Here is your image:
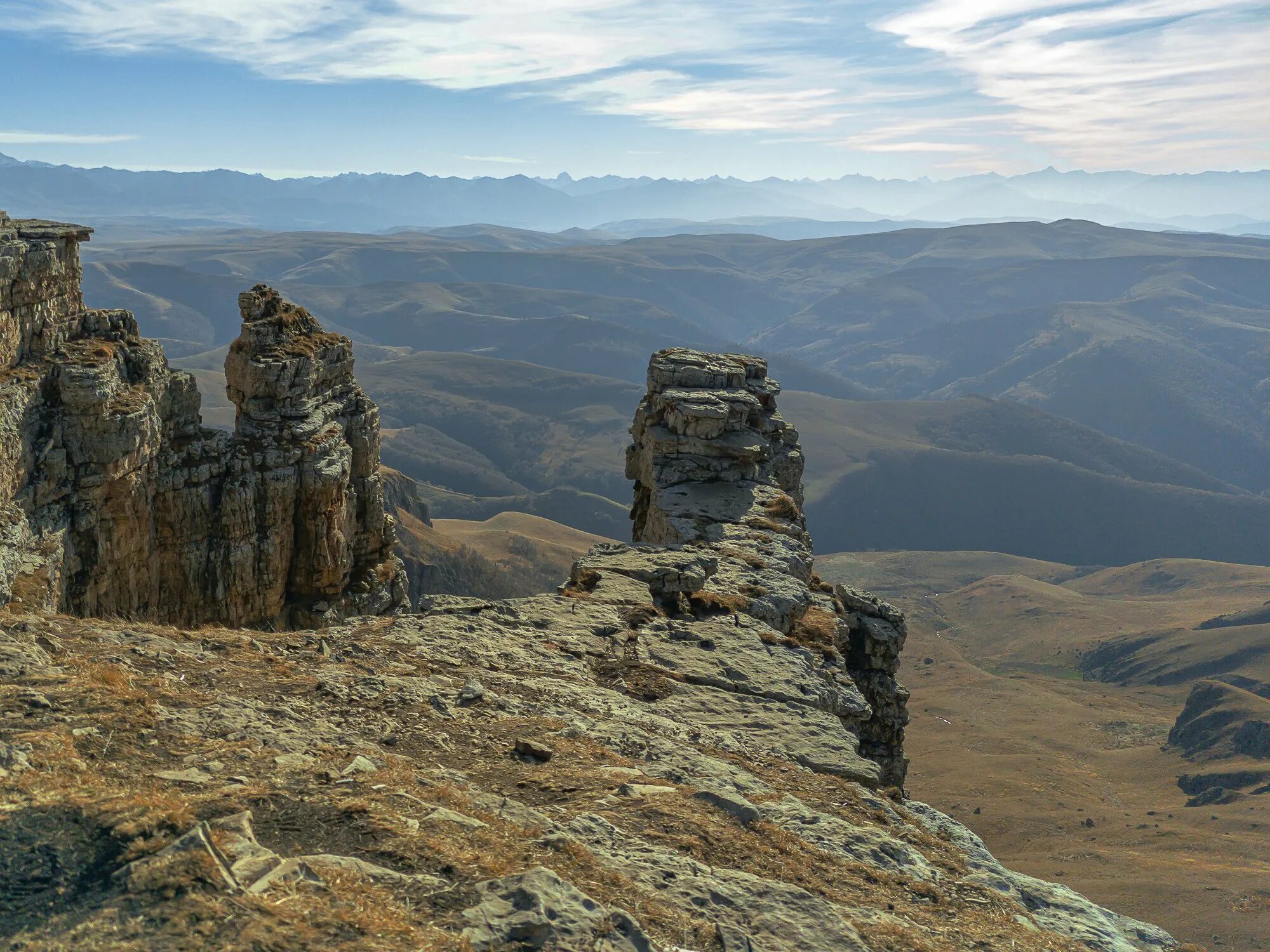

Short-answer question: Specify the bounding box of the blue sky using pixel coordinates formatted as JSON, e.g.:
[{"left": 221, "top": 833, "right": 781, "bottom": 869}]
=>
[{"left": 0, "top": 0, "right": 1270, "bottom": 178}]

-- Task objective --
Can you quote the entries above word for word, leaving out the pictures?

-- Result of the exercise --
Here is your image:

Short-answer question: Specify the bounding box of the blue sky using pixel coordinates formatted as JSON, e.g.:
[{"left": 221, "top": 833, "right": 781, "bottom": 869}]
=>
[{"left": 0, "top": 0, "right": 1270, "bottom": 178}]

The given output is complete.